Problem details:
Copy every line of the data that contains the string "Where".

Segment Start: Dataset extract

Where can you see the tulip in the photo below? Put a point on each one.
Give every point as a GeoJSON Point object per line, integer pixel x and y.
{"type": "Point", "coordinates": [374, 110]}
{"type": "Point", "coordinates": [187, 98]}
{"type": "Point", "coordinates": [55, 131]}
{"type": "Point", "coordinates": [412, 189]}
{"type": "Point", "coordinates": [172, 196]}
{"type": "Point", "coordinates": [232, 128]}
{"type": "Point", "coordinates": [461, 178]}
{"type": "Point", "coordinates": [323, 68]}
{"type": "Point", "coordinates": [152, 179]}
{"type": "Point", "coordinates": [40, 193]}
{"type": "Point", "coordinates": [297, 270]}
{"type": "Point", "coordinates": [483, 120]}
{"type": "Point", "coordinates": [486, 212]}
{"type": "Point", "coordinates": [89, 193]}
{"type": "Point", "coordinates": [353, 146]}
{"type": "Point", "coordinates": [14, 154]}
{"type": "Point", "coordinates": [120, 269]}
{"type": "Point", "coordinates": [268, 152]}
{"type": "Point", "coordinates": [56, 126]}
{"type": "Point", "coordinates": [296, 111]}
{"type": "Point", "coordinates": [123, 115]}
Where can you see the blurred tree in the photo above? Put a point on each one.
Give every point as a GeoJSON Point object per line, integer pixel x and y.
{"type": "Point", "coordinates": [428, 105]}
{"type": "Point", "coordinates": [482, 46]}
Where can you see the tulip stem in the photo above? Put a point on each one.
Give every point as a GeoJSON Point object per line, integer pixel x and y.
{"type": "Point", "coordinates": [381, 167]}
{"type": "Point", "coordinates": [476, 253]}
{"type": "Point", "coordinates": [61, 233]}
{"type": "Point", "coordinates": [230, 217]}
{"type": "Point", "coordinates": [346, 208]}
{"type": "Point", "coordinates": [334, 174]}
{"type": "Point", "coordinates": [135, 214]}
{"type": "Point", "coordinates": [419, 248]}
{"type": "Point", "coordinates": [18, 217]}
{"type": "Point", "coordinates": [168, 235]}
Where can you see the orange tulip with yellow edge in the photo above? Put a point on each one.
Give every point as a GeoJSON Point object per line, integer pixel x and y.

Segment End: Dataset extract

Response below:
Where can you see the tulip in the photo below? Put a point on each one.
Where can you see the blurred tree in the photo above? Put a point on each one.
Where can you see the tulip stem in the photo above? Put a point on each one.
Where can you see the orange tulip with yellow edge in the photo above? Put a point on each one.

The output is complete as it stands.